--- begin The data ---

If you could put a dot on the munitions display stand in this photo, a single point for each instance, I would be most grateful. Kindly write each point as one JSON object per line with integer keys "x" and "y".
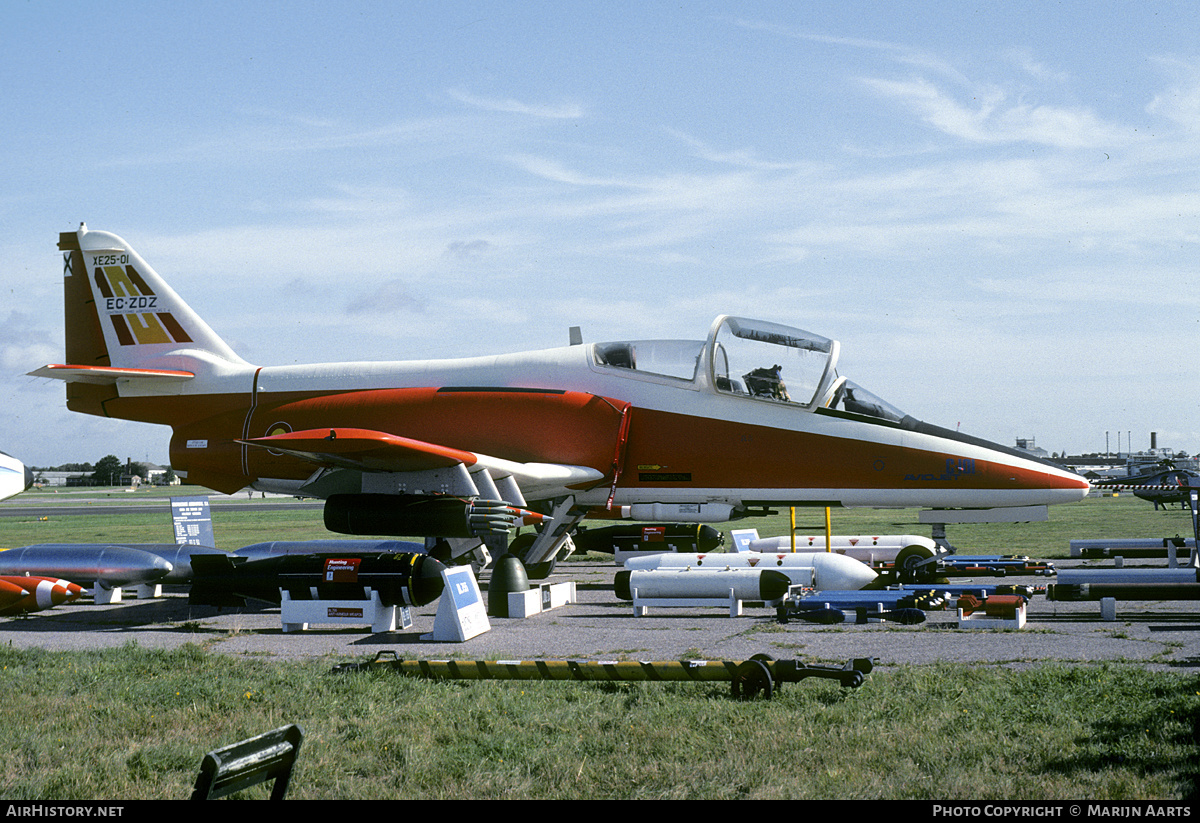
{"x": 299, "y": 614}
{"x": 642, "y": 605}
{"x": 461, "y": 611}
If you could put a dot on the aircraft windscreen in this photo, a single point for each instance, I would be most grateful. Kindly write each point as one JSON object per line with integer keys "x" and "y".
{"x": 769, "y": 361}
{"x": 667, "y": 358}
{"x": 857, "y": 400}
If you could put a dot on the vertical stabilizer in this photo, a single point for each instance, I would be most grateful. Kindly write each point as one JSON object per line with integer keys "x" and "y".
{"x": 127, "y": 332}
{"x": 142, "y": 322}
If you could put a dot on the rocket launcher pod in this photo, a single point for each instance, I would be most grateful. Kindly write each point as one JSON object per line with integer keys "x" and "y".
{"x": 399, "y": 578}
{"x": 748, "y": 678}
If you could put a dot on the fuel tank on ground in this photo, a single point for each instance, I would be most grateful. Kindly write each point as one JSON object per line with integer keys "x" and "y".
{"x": 828, "y": 571}
{"x": 83, "y": 563}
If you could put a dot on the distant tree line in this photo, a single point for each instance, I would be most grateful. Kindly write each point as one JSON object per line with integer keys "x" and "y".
{"x": 108, "y": 470}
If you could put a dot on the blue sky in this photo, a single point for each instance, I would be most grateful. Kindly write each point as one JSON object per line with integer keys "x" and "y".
{"x": 994, "y": 206}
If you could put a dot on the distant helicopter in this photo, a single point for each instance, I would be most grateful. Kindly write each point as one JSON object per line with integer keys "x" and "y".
{"x": 1163, "y": 487}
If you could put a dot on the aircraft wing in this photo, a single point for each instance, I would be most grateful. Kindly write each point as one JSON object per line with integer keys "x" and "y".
{"x": 109, "y": 374}
{"x": 366, "y": 450}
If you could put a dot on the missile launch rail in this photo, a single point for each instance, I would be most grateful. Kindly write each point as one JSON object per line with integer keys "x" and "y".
{"x": 748, "y": 679}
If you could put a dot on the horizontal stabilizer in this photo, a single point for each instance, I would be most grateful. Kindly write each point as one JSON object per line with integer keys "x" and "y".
{"x": 107, "y": 376}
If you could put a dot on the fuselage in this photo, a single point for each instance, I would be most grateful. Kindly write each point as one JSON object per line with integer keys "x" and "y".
{"x": 688, "y": 442}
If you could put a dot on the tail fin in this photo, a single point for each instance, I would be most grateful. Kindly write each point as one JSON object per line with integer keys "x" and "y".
{"x": 124, "y": 323}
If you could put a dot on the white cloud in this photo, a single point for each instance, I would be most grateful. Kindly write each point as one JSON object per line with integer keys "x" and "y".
{"x": 511, "y": 106}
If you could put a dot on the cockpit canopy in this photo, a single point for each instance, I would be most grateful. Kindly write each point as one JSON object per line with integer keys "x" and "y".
{"x": 753, "y": 359}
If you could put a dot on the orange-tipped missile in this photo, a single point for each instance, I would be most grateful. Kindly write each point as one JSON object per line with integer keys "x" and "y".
{"x": 37, "y": 594}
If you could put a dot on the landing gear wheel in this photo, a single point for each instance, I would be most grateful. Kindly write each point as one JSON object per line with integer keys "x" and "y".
{"x": 909, "y": 563}
{"x": 750, "y": 679}
{"x": 520, "y": 547}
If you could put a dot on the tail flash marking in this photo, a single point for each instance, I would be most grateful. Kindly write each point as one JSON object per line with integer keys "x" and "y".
{"x": 124, "y": 289}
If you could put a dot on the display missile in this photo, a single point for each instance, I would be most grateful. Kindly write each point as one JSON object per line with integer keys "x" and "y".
{"x": 279, "y": 547}
{"x": 648, "y": 538}
{"x": 820, "y": 570}
{"x": 763, "y": 584}
{"x": 107, "y": 565}
{"x": 401, "y": 578}
{"x": 36, "y": 594}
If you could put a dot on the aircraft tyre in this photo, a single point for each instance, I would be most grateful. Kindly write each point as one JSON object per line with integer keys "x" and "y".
{"x": 750, "y": 679}
{"x": 907, "y": 564}
{"x": 538, "y": 571}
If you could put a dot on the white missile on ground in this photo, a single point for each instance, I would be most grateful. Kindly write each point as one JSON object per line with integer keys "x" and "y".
{"x": 106, "y": 565}
{"x": 744, "y": 583}
{"x": 868, "y": 548}
{"x": 821, "y": 570}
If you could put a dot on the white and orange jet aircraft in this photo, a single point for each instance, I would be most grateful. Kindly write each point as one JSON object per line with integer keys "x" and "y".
{"x": 751, "y": 416}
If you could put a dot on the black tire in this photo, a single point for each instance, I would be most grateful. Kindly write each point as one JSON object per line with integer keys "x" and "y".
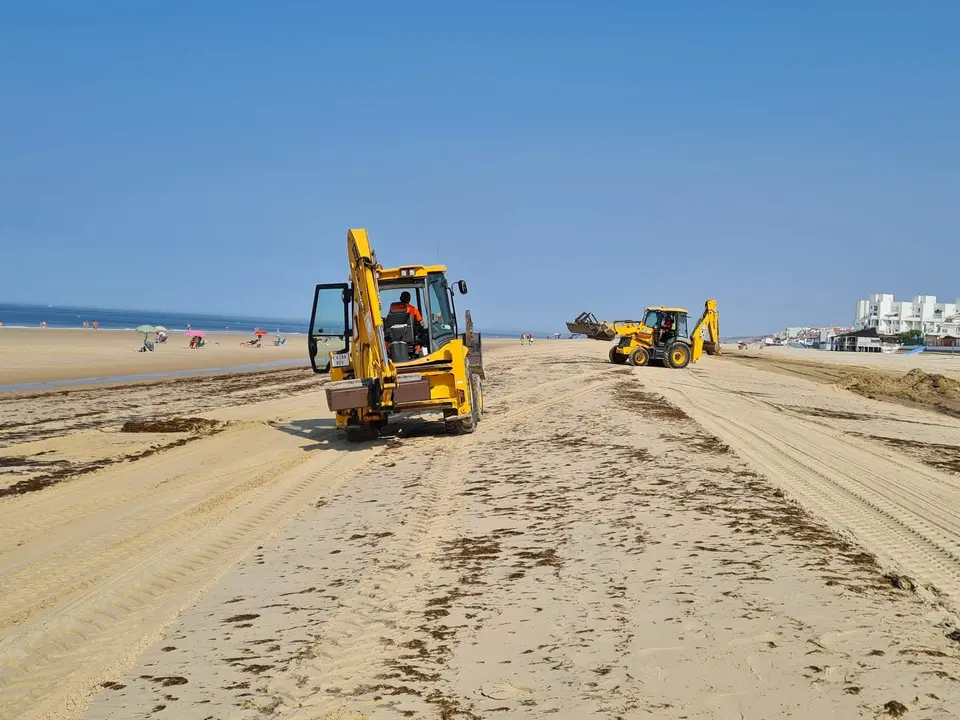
{"x": 678, "y": 356}
{"x": 615, "y": 357}
{"x": 640, "y": 357}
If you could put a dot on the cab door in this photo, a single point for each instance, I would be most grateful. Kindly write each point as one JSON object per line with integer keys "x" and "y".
{"x": 329, "y": 324}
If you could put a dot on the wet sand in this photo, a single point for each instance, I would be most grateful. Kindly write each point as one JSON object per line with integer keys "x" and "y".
{"x": 721, "y": 542}
{"x": 35, "y": 355}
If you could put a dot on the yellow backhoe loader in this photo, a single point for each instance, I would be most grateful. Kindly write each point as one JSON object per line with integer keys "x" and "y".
{"x": 401, "y": 349}
{"x": 661, "y": 337}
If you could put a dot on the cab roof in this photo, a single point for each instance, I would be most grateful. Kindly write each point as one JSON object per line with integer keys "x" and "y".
{"x": 407, "y": 271}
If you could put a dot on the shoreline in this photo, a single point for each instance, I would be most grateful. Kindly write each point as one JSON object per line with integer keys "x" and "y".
{"x": 83, "y": 383}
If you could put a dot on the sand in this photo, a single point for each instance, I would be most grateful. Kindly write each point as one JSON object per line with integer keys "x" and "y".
{"x": 611, "y": 542}
{"x": 35, "y": 355}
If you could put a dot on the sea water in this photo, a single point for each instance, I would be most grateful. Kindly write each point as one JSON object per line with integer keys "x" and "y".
{"x": 56, "y": 316}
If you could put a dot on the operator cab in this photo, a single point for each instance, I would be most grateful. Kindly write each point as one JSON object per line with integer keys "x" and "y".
{"x": 421, "y": 324}
{"x": 419, "y": 317}
{"x": 667, "y": 324}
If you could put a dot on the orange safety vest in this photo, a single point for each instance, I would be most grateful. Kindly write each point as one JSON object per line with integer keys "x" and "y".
{"x": 405, "y": 307}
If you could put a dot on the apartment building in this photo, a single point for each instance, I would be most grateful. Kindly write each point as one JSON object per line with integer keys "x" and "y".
{"x": 923, "y": 313}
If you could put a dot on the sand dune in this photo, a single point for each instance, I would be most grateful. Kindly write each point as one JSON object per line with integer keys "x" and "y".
{"x": 611, "y": 542}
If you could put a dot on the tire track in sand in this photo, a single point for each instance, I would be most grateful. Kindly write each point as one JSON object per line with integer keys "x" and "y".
{"x": 900, "y": 516}
{"x": 51, "y": 671}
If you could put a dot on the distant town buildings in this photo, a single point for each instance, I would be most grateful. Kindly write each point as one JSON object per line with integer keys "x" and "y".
{"x": 891, "y": 317}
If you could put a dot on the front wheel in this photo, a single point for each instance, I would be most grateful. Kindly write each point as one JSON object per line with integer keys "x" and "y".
{"x": 640, "y": 357}
{"x": 678, "y": 356}
{"x": 615, "y": 357}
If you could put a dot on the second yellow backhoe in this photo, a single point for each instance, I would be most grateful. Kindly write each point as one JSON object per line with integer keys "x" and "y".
{"x": 402, "y": 350}
{"x": 661, "y": 337}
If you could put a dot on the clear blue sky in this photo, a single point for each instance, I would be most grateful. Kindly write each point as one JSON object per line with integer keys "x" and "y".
{"x": 785, "y": 158}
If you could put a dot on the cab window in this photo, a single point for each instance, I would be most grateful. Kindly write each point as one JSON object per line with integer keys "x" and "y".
{"x": 441, "y": 315}
{"x": 391, "y": 294}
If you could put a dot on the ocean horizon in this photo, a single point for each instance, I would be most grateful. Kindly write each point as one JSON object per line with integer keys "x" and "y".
{"x": 22, "y": 315}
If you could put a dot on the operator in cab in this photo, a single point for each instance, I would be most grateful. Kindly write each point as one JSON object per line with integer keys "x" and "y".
{"x": 404, "y": 306}
{"x": 419, "y": 330}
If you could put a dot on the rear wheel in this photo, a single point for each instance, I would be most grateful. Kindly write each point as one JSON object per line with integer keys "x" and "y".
{"x": 678, "y": 355}
{"x": 615, "y": 357}
{"x": 640, "y": 357}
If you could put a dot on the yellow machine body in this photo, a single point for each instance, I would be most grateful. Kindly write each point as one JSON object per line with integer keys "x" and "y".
{"x": 368, "y": 380}
{"x": 652, "y": 340}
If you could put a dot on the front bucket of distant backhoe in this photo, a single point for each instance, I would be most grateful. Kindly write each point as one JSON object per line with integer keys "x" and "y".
{"x": 587, "y": 324}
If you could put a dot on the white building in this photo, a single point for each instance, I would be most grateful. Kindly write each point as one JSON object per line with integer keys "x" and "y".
{"x": 923, "y": 313}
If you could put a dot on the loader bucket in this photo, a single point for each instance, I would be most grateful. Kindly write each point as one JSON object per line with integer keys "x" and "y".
{"x": 587, "y": 324}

--- end The data ---

_Job:_
Copy the rows from the line with "If you could put a dot on the front bucket" through the end of the rows, replacing "bucket" with "scoop" and leaving everything else unchanged.

_Final result:_
If you could put a dot on the front scoop of distant backhoe in this photo, a single point for each instance, I would be most grateful. Kindly write each point as one JSON object per line with integer keys "x" and "y".
{"x": 587, "y": 324}
If you could put a dot on the white building in this photo, a single point for each instance, I would be most grateful. Kindly write each point as one JSON object per line with integer keys "x" and "y".
{"x": 923, "y": 313}
If you could put a dot on the loader scoop in this photo, a single point for each instance, I would be most grateful. Kindly write each point as one JSON object per line with integer keys "x" and "y".
{"x": 587, "y": 324}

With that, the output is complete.